Wochenkommentar von Gundula Gause: Wie Polen in die Zukunft geht
„Noch ist Polen nicht
verloren, solange wir leben.“ Dieser Beginn der polnischen Nationalhymne geht einem
nicht aus dem Sinn in dieser Woche, die vom Tod des polnischen Präsidenten Lech Kaczinsky
beherrscht war.
Am Samstag: die Trauerfeierlichkeiten in Warschau im Beisein
der internationalen Elite von US-Präsident Obama über Frankreichs Präsident Sarkozy
und Kanzlerin Merkel bis zu Russlands Präsident Medwedew. Am Sonntag: das Staatsbegräbnis
in Krakau auf dem Wawel, neben den polnischen Königen. Der Vatikan wird durch Kardinaldekan
Angelo Sodano vertreten. Eine halbe Million Trauergäste werden in Warschau erwartet.
Polen trauert – und mit dem Land die Welt, die auch Todesopfer im Krieg in Afghanistan,
ein schweres Erdbeben in China und einen Asche speienden Vulkan auf Island zu verkraften
hat.
Die Symbolik, die von dem Flugzeugunglück in Smolensk ausgeht, ist fast
unerträglich. Präsident Kaczinsky war mit seiner Frau und führenden Vertretern aus
Politik, Wirtschaft, Gesellschaft und Kirche auf dem Weg nach Katyn. Dort wollte er
– unabhängig von seinem Premier Tusk und dem russischen Premier Wladimir Putin – der
im Jahr 1940 vom sowjetischen Geheimdienst ermordeten polnischen Offiziere gedenken.

#####

= Arbeitsauftrag A =
Beantworten Sie anhand des Wochenkommentars folgende Fragen:
(i) In welcher Stadt fanden am Samstag die Trauerfeierlichkeiten statt?
(ii) Durch wen wird der Vatikan beim Staatsbegräbnis vertreten?
(iii) Wohin war Präsident Kaczinsky unterwegs?
= Arbeitsauftrag B =
Tauschen Sie in den Einträgen vom Anfang bis einschließlich der Zeile mit „negative clicks: (145, 94) (149, 84)“ den Ausdruck „rough mask“ gegen „coarse mask“ aus, und geben Sie diese Zeilen ansonsten unverändert und ohne die Bilder wieder.

#####

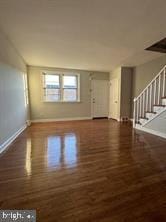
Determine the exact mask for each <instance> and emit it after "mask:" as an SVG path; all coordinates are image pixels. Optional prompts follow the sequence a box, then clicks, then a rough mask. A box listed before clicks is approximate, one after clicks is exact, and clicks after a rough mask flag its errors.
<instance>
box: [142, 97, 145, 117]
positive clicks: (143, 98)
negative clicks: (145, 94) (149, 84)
mask: <svg viewBox="0 0 166 222" xmlns="http://www.w3.org/2000/svg"><path fill="white" fill-rule="evenodd" d="M142 109H143V114H142V116H143V117H145V93H143V108H142Z"/></svg>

#####

= Lösung A =
(i) In Warschau.
(ii) Durch Kardinaldekan Angelo Sodano.
(iii) Nach Katyn.

= Lösung B =
Determine the exact mask for each <instance> and emit it after "mask:" as an SVG path; all coordinates are image pixels. Optional prompts follow the sequence a box, then clicks, then a coarse mask. A box listed before clicks is approximate, one after clicks is exact, and clicks after a coarse mask flag its errors.
<instance>
box: [142, 97, 145, 117]
positive clicks: (143, 98)
negative clicks: (145, 94) (149, 84)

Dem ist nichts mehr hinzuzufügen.